[Extracted data entries]
•••
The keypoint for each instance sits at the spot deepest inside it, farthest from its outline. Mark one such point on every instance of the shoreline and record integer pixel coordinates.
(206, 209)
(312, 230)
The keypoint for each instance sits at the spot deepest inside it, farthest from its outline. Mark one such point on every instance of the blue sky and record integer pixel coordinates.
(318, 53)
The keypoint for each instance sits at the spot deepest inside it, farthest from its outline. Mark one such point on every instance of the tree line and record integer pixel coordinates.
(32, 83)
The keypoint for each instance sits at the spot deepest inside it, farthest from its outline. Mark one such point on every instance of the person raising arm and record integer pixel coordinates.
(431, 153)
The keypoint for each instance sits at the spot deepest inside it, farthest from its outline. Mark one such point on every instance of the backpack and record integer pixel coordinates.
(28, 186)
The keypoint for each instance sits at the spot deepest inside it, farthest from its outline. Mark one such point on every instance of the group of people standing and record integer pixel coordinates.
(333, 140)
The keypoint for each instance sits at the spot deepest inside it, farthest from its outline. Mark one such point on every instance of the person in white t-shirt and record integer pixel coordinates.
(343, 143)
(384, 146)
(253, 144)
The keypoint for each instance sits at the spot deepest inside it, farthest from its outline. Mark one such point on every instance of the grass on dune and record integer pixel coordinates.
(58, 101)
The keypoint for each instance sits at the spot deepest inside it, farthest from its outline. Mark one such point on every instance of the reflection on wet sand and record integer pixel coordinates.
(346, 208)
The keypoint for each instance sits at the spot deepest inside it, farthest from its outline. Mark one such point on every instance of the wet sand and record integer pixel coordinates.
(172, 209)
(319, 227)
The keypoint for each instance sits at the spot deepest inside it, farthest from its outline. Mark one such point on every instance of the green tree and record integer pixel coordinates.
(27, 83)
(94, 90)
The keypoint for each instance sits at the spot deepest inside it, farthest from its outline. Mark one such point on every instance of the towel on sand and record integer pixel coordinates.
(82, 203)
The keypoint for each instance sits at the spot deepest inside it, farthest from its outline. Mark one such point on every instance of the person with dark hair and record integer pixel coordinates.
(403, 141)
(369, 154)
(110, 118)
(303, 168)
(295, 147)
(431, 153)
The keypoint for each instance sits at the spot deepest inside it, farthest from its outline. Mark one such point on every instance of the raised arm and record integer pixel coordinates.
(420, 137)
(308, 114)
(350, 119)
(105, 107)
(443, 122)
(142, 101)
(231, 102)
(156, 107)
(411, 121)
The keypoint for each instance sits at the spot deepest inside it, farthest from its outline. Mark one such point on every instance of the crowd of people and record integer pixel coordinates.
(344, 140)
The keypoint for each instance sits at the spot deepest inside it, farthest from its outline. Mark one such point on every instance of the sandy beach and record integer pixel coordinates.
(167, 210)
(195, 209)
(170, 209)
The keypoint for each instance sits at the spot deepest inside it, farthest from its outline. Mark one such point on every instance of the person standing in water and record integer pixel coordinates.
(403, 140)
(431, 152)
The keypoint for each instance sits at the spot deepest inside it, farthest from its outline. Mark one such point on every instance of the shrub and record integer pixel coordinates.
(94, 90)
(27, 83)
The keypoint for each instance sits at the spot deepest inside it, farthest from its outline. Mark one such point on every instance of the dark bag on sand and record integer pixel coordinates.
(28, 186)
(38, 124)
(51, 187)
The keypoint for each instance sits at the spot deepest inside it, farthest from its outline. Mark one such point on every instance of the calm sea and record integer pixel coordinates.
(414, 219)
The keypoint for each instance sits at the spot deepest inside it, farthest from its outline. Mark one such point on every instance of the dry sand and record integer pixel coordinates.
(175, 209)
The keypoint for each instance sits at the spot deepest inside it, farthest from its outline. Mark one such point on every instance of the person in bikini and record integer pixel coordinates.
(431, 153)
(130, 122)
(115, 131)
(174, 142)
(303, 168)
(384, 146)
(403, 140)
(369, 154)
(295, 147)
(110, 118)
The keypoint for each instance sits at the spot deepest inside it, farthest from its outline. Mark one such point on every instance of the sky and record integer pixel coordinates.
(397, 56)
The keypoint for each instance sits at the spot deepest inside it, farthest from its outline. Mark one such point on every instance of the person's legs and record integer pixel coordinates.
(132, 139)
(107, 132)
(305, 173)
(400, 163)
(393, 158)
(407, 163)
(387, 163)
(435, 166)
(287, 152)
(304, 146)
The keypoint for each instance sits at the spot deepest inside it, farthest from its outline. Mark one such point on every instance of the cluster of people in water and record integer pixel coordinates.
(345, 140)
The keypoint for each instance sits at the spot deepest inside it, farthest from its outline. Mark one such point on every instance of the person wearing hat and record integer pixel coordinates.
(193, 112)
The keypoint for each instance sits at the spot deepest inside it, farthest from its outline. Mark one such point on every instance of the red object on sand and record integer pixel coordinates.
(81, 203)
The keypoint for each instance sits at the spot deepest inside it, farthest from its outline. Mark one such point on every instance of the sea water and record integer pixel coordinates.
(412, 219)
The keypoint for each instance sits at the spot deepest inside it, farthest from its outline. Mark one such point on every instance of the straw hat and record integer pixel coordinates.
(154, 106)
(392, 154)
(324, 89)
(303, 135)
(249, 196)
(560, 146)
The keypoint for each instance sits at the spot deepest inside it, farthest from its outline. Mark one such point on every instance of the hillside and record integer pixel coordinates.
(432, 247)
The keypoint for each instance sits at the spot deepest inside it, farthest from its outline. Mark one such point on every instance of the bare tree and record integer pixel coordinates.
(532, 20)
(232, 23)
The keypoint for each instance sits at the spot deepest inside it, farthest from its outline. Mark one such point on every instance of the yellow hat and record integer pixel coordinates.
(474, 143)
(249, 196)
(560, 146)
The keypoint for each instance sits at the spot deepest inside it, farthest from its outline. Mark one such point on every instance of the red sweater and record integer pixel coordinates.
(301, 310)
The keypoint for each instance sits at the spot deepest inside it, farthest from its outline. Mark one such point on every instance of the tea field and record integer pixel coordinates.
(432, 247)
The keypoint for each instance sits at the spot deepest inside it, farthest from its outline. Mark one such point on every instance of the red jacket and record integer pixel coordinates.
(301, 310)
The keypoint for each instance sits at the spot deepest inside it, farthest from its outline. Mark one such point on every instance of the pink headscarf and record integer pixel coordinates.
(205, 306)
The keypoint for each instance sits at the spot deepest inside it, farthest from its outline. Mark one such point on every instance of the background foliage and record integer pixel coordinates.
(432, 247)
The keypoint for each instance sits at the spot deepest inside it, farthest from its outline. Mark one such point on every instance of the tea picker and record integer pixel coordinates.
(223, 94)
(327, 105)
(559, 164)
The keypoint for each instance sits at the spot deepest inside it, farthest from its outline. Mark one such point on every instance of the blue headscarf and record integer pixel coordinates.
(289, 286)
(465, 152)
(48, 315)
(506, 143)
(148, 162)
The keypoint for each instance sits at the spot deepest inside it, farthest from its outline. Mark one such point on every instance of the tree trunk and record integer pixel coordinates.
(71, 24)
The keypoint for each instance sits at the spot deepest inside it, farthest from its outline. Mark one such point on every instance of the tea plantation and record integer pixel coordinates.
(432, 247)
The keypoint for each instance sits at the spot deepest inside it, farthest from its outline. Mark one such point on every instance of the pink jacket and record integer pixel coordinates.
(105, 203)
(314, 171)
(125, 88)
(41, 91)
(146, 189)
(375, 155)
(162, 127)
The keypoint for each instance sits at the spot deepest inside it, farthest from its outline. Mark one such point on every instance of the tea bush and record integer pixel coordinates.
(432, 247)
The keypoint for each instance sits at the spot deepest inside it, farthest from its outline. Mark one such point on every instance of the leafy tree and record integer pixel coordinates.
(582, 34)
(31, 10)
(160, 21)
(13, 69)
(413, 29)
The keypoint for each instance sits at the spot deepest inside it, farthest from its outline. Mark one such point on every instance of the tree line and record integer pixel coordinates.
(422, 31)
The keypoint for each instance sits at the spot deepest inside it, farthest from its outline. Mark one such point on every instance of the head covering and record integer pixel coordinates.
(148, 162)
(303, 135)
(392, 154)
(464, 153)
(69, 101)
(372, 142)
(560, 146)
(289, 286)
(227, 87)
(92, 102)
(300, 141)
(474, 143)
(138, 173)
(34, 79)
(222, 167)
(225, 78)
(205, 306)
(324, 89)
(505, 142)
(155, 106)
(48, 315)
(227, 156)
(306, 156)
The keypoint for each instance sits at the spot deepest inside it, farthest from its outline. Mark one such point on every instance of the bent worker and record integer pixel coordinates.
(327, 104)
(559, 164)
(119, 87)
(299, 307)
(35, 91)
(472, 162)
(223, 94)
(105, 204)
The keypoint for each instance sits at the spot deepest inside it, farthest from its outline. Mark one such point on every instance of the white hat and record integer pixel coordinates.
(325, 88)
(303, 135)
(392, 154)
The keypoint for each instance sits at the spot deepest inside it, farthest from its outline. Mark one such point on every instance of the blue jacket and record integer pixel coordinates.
•••
EXERCISE: Starting with the line containing "covering and record integer pixel coordinates." and continuing through the last line, rewrite those lines with "bent worker" renamed to "stooping laborer", leaving everything else as it is.

TASK OUTPUT:
The keypoint for each instance sits at the spot deepest inside it, farthest from its outline. Mark one such point on every instance of the head covering and record integer pixel coordinates.
(148, 162)
(303, 135)
(392, 154)
(464, 153)
(69, 101)
(372, 142)
(560, 146)
(289, 286)
(227, 87)
(92, 102)
(300, 141)
(474, 143)
(138, 173)
(34, 79)
(222, 167)
(225, 78)
(205, 306)
(324, 89)
(505, 142)
(155, 106)
(48, 315)
(227, 156)
(306, 156)
The keypoint for each instance sits at the spot deepest inside it, farthest from its outline. Mark one such point on every instance of the stooping laborer and record integer pixel coordinates.
(327, 104)
(559, 164)
(119, 87)
(299, 307)
(35, 91)
(472, 162)
(223, 94)
(105, 204)
The keypoint for each instance sits at the spot deepest inside it, farthest from its outline. Mark one such point on every instance of the white hat and record integer pixel coordinates.
(325, 88)
(303, 135)
(392, 154)
The keypoint for each instance sits at the spot deepest inside it, farthest from its outline. Mark one such point on every instance of the blue jacket and record integer pixel coordinates.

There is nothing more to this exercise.